* **EXTRAIT CHOISI**
Une vraie bénédiction

Le joueur des Loups évoque sa vie pas toujours facile.

Manu Karagiannis (35 ans): « Mon père et ses frères ont émigré de la Grèce vers la Belgique au début des années 60, à la recherche d’un travail. Il n’y avait pas de perspectives sur l’île de Samos, si ce n’est faire du charbon de bois, cueillir des olives et des raisins. Il est le seul à être resté en Belgique. Les autres n’ont pu s’adapter. Il avait 18 ans, était célibataire et il travaillait dans la mine, d’abord à Zwartberg puis à Eisden. Ma mère est également d’origine grecque mais elle a grandi ici. Elle n’avait que 17 ans quand je suis né.

Mon père n’est pas retourné en Grèce pendant 12 ans. Il n’avait pas accompli son service militaire de 24 mois et à son retour, il risquait d’être appelé et donc de perdre son emploi. Il s’est fait naturaliser lorsqu’un membre de notre famille est mort là-bas. Nous sommes automatiquement devenus Belges et nous avons pu retourner en vacances chaque année. Nous effectuions le trajet en voiture à travers l’ex-Yougoslavie.

Dans les mines, il a d’abord fait le sale boulot. Un jour, il est tombé gravement malade, il a reçu l’extrême-onction puis a guéri. On lui a confié un travail plus léger. Il est devenu surveillant. A la maison, il me parlait en grec mais je répondais en néerlandais. Maintenant, nous parlons grec. Outre l’école, je suivais trois soirs par semaine des cours de grec.

Mon père était très sévère. Il n’avait pas étudié mais j’avais intérêt à avoir de bons bulletins. Ça n’a plus été le cas quand le football est entré dans ma vie. Je me suis affilié très tard. Comme mes amis, je voulais jouer au Patro Eisden. Un garçon plus âgé m’a conseillé de ne pas jouer: – Tu prendras tout le temps des cartes rouges. Je débordais d’énergie. J’ai dû harceler mes parents pendant un an pour pouvoir m’affilier et j’avais 11 ans quand je suis arrivé au Patro. Je ne me suis plus intéressé à l’école. Mes résultats sont même devenus si mauvais que mon père a voulu m’empêcher de jouer.

Le président des jeunes du Patro, qui travaillait dans une banque, l’a fait changer d’avis: -Votre fils a vraiment du talent. Il peut réussir en football. Et d’ajouter qu’il allait suivre de près mes résultats scolaires. Il est devenu un ami de la maison. Quand j’ai besoin d’un conseil, je le contacte toujours ».

* **CONSIGNES**
1) Répondez aux questions suivantes d'après l'extrait choisi.
(a) Dans quelles localités le père a-t-il travaillé à la mine ?
(b) Combien de soirs par semaine le joueur suivait-il des cours de grec ?
(c) Quel âge avait le joueur lorsqu'il est arrivé au Patro ?
2) Énumérez toutes les activités que l'extrait choisi présente comme les seules perspectives sur l'île de Samos.
3) Dans l'extrait choisi, remplacez « surveillant » par « contremaître », puis recopiez tout le passage depuis « Dans les mines, il » jusqu'à « cours de grec. ».

* **DONNÉES FOURNIES**

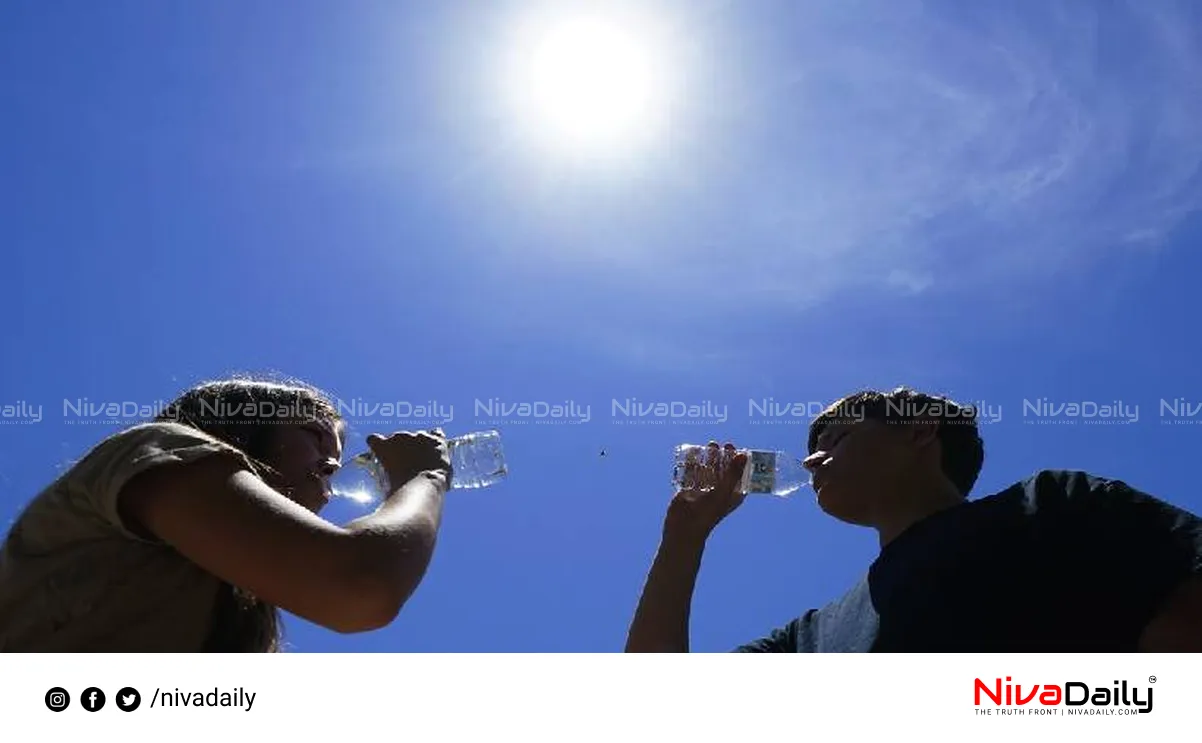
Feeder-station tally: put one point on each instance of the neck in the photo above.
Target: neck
(912, 504)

* **RÉPONSES**
1)
(a) D'abord à Zwartberg, puis à Eisden.
(b) Trois soirs par semaine.
(c) 11 ans.

2)
- faire du charbon de bois
- cueillir des olives
- cueillir des raisins

3)
Dans les mines, il a d’abord fait le sale boulot. Un jour, il est tombé gravement malade, il a reçu l’extrême-onction puis a guéri. On lui a confié un travail plus léger. Il est devenu contremaître. A la maison, il me parlait en grec mais je répondais en néerlandais. Maintenant, nous parlons grec. Outre l’école, je suivais trois soirs par semaine des cours de grec.